Una teoría sobre la ciudadanía europea

Hay algo trágico en el desarrollo actual de Europa. El avance de la democracia en el continente y la formación de un mercado único a lo largo de una buena parte del territorio europeo han creado estabilidad, seguridad y prosperidad sin precedentes. La nueva divisa, el euro, y la promesa de la Unión Europea de admitir hasta diez nuevos miembros en 2004 son indicadores sólidos de una integración en curso.

Sin embargo, la capacidad de las instituciones europeas para manejar una integración más amplia y profunda se ve socavada cada vez más por la persistencia de un ideal contradictorio y obsoleto desde hace mucho: el Estado-nación como base de legitimidad política y de soberanía. Una mayor integración europea genera tanto miedo y oposición debido, en gran medida, a que la idea de una ciudadanía europea común con frecuencia se entiende, por analogía, como una ciudadanía nacional.

El Estado-nación, en el sentido tradicional, presuponía una ciudadanía que se creó al decaer las identidades colectivas en competencia. Los venecianos se volvieron italianos, los bávaros se conviertieron en alemanes, y así sucesivamente. Los creadores de las naciones en Europa promovieron (ciertamente con distintos grados de éxito) el surgimiento de una cultura dominante, un idioma oficial y una identidad basada en parte en las distinciones frente a los Estados, pueblos y culturas vecinos. Las minorías nacionales en todas partes se enfrentaron a la expulsión o a enormes presiones oficiales para asimilarse.

************

### Tarea A
En los registros, reescribe las líneas que van desde la que contiene "Trace the outline of every instance of the water." hasta la que contiene "[[[256,58],[255,0],[0,0],[0,85],[81,89],[88,56],[227,50]]]", ambas incluidas, reemplazando "even-odd" por "nonzero" y sin cambiar nada más.
Los registros no guardan relación alguna con el fragmento.

### Datos proporcionados
************

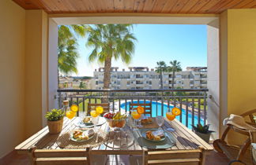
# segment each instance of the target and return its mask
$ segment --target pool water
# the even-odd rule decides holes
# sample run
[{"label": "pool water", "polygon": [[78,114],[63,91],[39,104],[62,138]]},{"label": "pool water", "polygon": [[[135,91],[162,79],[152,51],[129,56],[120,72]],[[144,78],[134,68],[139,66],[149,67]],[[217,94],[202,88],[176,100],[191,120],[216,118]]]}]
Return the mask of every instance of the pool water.
[{"label": "pool water", "polygon": [[[122,109],[126,109],[126,111],[129,112],[129,107],[130,107],[130,101],[126,102],[126,103],[121,104],[120,107]],[[137,103],[137,101],[134,101],[133,103]],[[150,103],[150,101],[145,101],[144,102],[143,101],[140,101],[139,103],[143,104],[143,103]],[[166,116],[166,112],[168,109],[168,105],[166,104],[164,104],[164,116]],[[156,107],[157,107],[157,111],[156,111]],[[172,108],[172,105],[169,105],[170,108]],[[160,102],[156,102],[156,101],[152,101],[152,117],[156,117],[156,116],[162,116],[162,105]],[[176,116],[176,119],[180,121],[180,116]],[[194,116],[194,125],[197,125],[198,123],[198,116]],[[201,124],[204,124],[204,120],[202,119],[200,119]],[[182,123],[186,126],[186,109],[182,109]],[[192,124],[192,114],[189,111],[188,112],[188,128],[192,129],[191,126]]]}]

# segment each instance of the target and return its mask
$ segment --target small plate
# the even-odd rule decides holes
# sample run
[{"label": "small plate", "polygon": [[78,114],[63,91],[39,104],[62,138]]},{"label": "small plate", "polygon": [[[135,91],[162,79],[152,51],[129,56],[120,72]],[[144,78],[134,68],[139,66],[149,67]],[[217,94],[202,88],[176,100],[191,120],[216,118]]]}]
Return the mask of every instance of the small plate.
[{"label": "small plate", "polygon": [[141,124],[150,124],[150,123],[152,123],[152,119],[151,118],[151,122],[147,122],[147,123],[141,123]]},{"label": "small plate", "polygon": [[[149,131],[149,130],[147,130],[147,131]],[[154,141],[154,142],[159,142],[159,141],[164,141],[164,140],[165,140],[166,134],[165,134],[164,132],[164,138],[161,138],[160,141],[155,141],[155,140],[153,140],[153,139],[149,139],[149,138],[147,138],[147,136],[146,136],[146,132],[147,132],[147,131],[144,131],[144,132],[142,132],[142,133],[141,133],[141,136],[142,136],[145,139],[146,139],[146,140],[148,140],[148,141]],[[156,131],[156,130],[151,130],[151,131]]]},{"label": "small plate", "polygon": [[84,139],[84,140],[77,140],[77,139],[76,139],[76,138],[74,138],[73,136],[73,134],[74,133],[74,131],[76,131],[76,130],[79,130],[79,131],[81,131],[81,132],[83,132],[83,135],[85,135],[85,136],[88,136],[88,132],[89,131],[89,130],[83,130],[83,129],[77,129],[77,130],[73,130],[70,134],[70,140],[71,141],[88,141],[88,140],[90,140],[91,138],[92,138],[94,136],[95,136],[95,134],[96,134],[96,133],[94,132],[94,130],[93,130],[93,135],[92,136],[91,136],[91,137],[88,137],[88,139]]},{"label": "small plate", "polygon": [[[106,123],[106,119],[104,117],[100,117],[99,123],[96,126],[101,126]],[[81,128],[91,128],[93,127],[92,123],[85,123],[81,119],[77,119],[77,120],[74,123],[74,124]]]},{"label": "small plate", "polygon": [[[88,119],[89,121],[85,123],[85,119]],[[86,125],[92,124],[92,117],[91,117],[91,116],[86,116],[86,117],[85,117],[85,119],[84,119],[81,122],[83,122],[83,123],[84,123],[85,124],[86,124]]]}]

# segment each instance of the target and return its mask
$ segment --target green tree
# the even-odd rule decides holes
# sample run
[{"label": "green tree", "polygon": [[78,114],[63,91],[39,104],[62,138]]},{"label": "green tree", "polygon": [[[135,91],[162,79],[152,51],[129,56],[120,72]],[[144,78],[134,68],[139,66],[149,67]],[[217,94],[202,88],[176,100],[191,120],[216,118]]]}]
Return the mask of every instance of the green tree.
[{"label": "green tree", "polygon": [[160,75],[161,89],[163,89],[164,88],[163,73],[168,71],[168,66],[166,65],[165,62],[162,60],[156,62],[156,64],[157,67],[156,67],[156,72]]},{"label": "green tree", "polygon": [[92,48],[89,61],[104,64],[104,89],[108,89],[111,81],[111,60],[121,58],[129,64],[134,53],[132,24],[96,24],[88,27],[86,46]]},{"label": "green tree", "polygon": [[80,89],[85,89],[85,84],[83,82],[80,82],[79,88]]},{"label": "green tree", "polygon": [[171,66],[169,67],[169,72],[172,72],[172,83],[171,83],[171,89],[174,89],[174,81],[175,77],[175,72],[183,71],[180,62],[178,62],[177,60],[171,60],[170,61]]},{"label": "green tree", "polygon": [[58,82],[60,72],[68,75],[77,73],[77,59],[78,37],[85,37],[86,27],[85,25],[60,25],[58,38]]}]

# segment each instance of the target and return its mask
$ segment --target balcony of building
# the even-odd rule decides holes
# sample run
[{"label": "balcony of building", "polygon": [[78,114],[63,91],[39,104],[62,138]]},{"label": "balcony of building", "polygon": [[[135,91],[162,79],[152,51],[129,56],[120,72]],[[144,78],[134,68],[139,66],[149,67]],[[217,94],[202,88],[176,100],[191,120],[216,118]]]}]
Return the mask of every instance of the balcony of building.
[{"label": "balcony of building", "polygon": [[[208,76],[209,91],[206,92],[206,96],[195,95],[201,100],[206,100],[205,103],[207,102],[207,113],[200,113],[205,112],[204,107],[200,112],[199,110],[197,111],[197,115],[202,119],[205,119],[205,116],[206,116],[207,123],[211,124],[211,129],[216,131],[215,138],[219,138],[224,130],[222,122],[225,117],[229,114],[239,115],[256,107],[255,101],[253,101],[256,90],[252,90],[256,79],[254,74],[256,70],[254,67],[256,60],[254,56],[256,49],[254,46],[256,11],[255,9],[249,9],[255,8],[254,1],[232,1],[232,3],[223,1],[199,0],[186,2],[176,1],[173,3],[168,2],[164,6],[161,6],[159,1],[151,3],[147,0],[140,3],[130,3],[130,1],[119,1],[115,3],[106,3],[104,1],[100,2],[90,1],[87,3],[87,1],[79,1],[78,3],[77,1],[74,1],[72,5],[67,1],[14,0],[14,2],[2,0],[0,2],[2,18],[0,86],[2,96],[0,101],[3,110],[0,117],[2,133],[0,143],[2,158],[9,153],[17,145],[47,125],[44,114],[49,109],[58,108],[58,99],[63,98],[57,97],[58,93],[63,94],[73,93],[57,92],[58,25],[60,24],[127,23],[206,24],[209,36],[207,44],[209,46],[207,51],[209,58],[207,69],[208,72],[213,74],[214,76],[211,74],[210,77]],[[213,35],[213,33],[216,35]],[[213,45],[215,42],[216,44]],[[100,71],[101,73],[102,72]],[[113,74],[115,72],[113,72]],[[158,78],[156,76],[152,79]],[[244,79],[247,81],[243,81]],[[102,85],[99,83],[98,86],[100,84]],[[133,89],[135,88],[133,86]],[[137,99],[140,99],[137,97],[141,96],[136,93],[138,92],[137,90],[139,89],[133,91],[135,93],[134,95],[129,96],[126,101],[136,97]],[[67,95],[72,104],[80,104],[79,101],[82,101],[82,99],[90,99],[89,97],[94,97],[93,99],[91,98],[92,101],[94,99],[97,100],[95,97],[100,97],[94,96],[92,93],[88,96],[78,97],[77,92],[74,91],[75,94],[73,94],[71,97]],[[163,104],[166,104],[167,106],[168,102],[178,107],[181,105],[181,108],[185,110],[185,116],[186,112],[188,114],[193,112],[193,106],[190,107],[190,104],[186,104],[186,98],[183,100],[183,98],[180,97],[171,97],[170,94],[161,96],[162,92],[164,91],[157,91],[153,97],[150,95],[149,97],[146,97],[143,96],[142,100],[150,100],[153,97],[153,101],[160,104],[163,101]],[[171,92],[169,91],[168,94],[171,94]],[[59,95],[62,96],[60,94]],[[165,100],[167,98],[170,100]],[[180,98],[181,100],[179,100]],[[76,101],[77,99],[78,101]],[[188,101],[193,100],[189,97],[187,99]],[[112,107],[122,104],[119,104],[115,102],[113,104],[113,100],[115,99],[110,100]],[[186,121],[187,118],[184,116],[182,118],[182,122],[185,120],[185,126],[186,123],[189,125]],[[45,132],[40,132],[35,136],[38,137],[41,134]],[[45,136],[47,140],[52,138],[48,134]],[[228,136],[227,141],[238,144],[243,138],[232,133]],[[184,142],[184,139],[181,140]],[[187,145],[189,146],[193,144],[194,143]],[[47,141],[40,141],[37,145],[49,147]],[[112,153],[114,152],[115,151]],[[22,156],[17,156],[17,156],[8,155],[9,162],[2,160],[0,163],[28,164],[28,158],[25,158],[27,160],[24,161]],[[3,159],[6,158],[6,156]],[[228,163],[229,161],[220,153],[206,157],[205,163],[218,163],[217,160],[220,160],[220,163],[224,162]],[[13,161],[16,161],[16,163],[13,163]]]}]

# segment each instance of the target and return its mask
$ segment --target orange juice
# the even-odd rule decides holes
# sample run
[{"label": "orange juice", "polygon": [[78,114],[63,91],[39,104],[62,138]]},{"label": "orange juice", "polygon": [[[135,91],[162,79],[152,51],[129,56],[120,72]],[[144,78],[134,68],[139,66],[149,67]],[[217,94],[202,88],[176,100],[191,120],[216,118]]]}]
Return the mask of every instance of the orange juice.
[{"label": "orange juice", "polygon": [[72,119],[76,115],[76,112],[73,112],[73,111],[68,111],[66,112],[66,116],[70,119]]},{"label": "orange juice", "polygon": [[139,114],[142,114],[144,113],[144,108],[141,107],[141,106],[138,106],[137,108],[137,112],[139,113]]},{"label": "orange juice", "polygon": [[175,107],[172,108],[171,112],[172,112],[172,114],[174,114],[175,116],[179,116],[181,113],[181,111],[179,108]]},{"label": "orange juice", "polygon": [[175,115],[173,115],[171,112],[167,112],[166,117],[168,119],[168,120],[172,121],[174,119],[175,119]]},{"label": "orange juice", "polygon": [[134,119],[138,119],[141,118],[141,114],[139,114],[137,111],[134,111],[131,112],[131,116]]}]

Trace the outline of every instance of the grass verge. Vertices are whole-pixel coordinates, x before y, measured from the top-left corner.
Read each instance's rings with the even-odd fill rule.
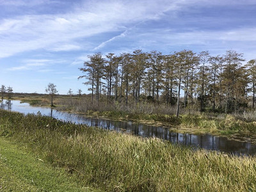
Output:
[[[45,163],[65,170],[77,183],[102,191],[256,190],[253,157],[195,151],[157,139],[3,110],[0,136],[26,147]]]
[[[63,168],[53,168],[20,145],[0,137],[1,191],[92,191]]]

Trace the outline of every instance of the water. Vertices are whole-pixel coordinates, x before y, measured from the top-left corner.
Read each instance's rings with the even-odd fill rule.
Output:
[[[168,128],[132,123],[131,121],[120,122],[90,118],[78,114],[61,112],[49,108],[33,107],[28,103],[20,103],[19,100],[0,100],[0,108],[24,114],[36,114],[40,111],[42,115],[50,116],[59,120],[84,124],[88,126],[99,127],[117,132],[131,133],[141,137],[158,138],[173,143],[198,147],[238,156],[256,154],[256,145],[250,142],[228,140],[225,137],[214,136],[208,134],[198,135],[173,132]]]

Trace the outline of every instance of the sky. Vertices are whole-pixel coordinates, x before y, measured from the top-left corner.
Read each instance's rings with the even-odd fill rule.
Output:
[[[256,58],[255,0],[0,0],[0,85],[81,89],[88,56],[227,50]]]

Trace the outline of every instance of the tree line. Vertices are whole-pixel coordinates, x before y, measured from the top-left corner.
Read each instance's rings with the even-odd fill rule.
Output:
[[[255,107],[256,60],[243,65],[243,54],[235,51],[212,56],[208,51],[164,55],[136,50],[106,58],[98,52],[88,59],[79,68],[84,74],[79,79],[86,78],[92,102],[103,95],[126,104],[164,102],[177,106],[177,116],[181,105],[198,106],[202,112],[236,113],[248,108],[251,99]]]
[[[1,94],[1,99],[4,99],[4,95],[5,93],[7,93],[7,96],[8,99],[12,98],[12,95],[13,94],[13,90],[12,89],[12,87],[10,87],[10,86],[8,87],[6,87],[4,84],[2,84],[0,87],[0,92]]]

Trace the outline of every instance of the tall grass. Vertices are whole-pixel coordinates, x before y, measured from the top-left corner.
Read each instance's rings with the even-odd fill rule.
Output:
[[[0,110],[0,135],[106,191],[256,190],[256,158]]]

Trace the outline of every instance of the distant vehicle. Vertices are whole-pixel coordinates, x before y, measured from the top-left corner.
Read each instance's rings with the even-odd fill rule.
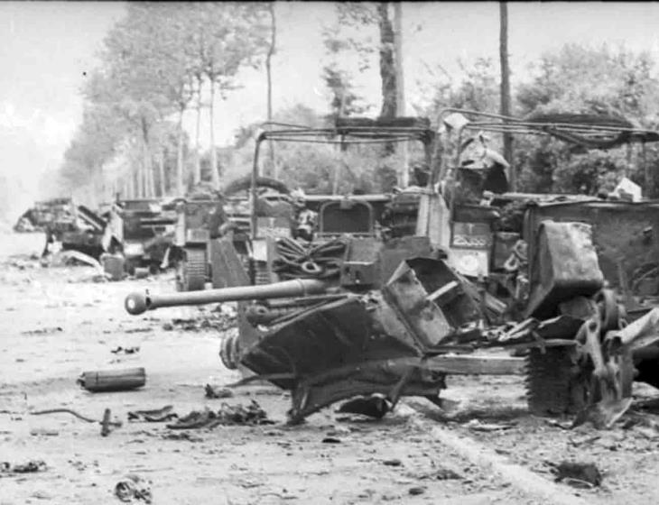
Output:
[[[157,271],[173,243],[173,204],[157,198],[125,199],[117,201],[117,207],[123,220],[120,242],[126,271],[134,274],[139,267]]]

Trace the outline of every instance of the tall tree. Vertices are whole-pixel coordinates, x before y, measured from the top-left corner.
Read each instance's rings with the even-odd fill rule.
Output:
[[[277,24],[274,17],[274,3],[268,3],[268,13],[270,14],[270,44],[268,46],[268,52],[265,55],[265,76],[267,78],[267,88],[268,88],[268,123],[273,121],[273,67],[272,60],[274,55],[276,43],[277,43]],[[270,165],[274,179],[277,178],[277,168],[274,164],[274,147],[273,142],[268,142],[268,154],[270,155]]]
[[[263,49],[267,47],[267,6],[235,2],[201,5],[205,10],[200,33],[201,60],[210,87],[210,173],[213,185],[219,188],[214,128],[216,89],[220,97],[226,98],[226,93],[237,87],[238,69],[246,64],[256,65]]]
[[[508,4],[499,2],[499,60],[501,62],[501,115],[511,115],[510,67],[508,66]],[[513,135],[504,133],[504,158],[513,162]],[[516,174],[515,163],[510,167],[510,188],[515,191]]]

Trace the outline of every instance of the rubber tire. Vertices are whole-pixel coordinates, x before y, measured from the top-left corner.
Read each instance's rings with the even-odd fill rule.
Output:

************

### Tarea B
Según el fragmento sobre la ciudadanía europea, ¿cuántos nuevos miembros prometió admitir la Unión Europea en 2004?

### Respuesta A
Trace the outline of every instance of the water. Vertices are whole-pixel coordinates, x before y, measured from the top-left corner.
Read each instance's rings with the nonzero fill rule.
Output:
[[[168,128],[132,123],[131,121],[120,122],[90,118],[78,114],[61,112],[49,108],[33,107],[28,103],[20,103],[19,100],[0,100],[0,108],[24,114],[36,114],[40,111],[42,115],[50,116],[59,120],[84,124],[88,126],[99,127],[117,132],[131,133],[141,137],[158,138],[173,143],[198,147],[238,156],[256,154],[256,145],[250,142],[228,140],[225,137],[214,136],[208,134],[198,135],[173,132]]]

Trace the outline of every instance of the sky. Vertices are whole-pixel coordinates, x before y, measured from the top-left corner.
Read each instance's rings with the nonzero fill rule.
Output:
[[[256,58],[255,0],[0,0],[0,85],[81,89],[88,56],[227,50]]]

### Respuesta B
Hasta diez nuevos miembros.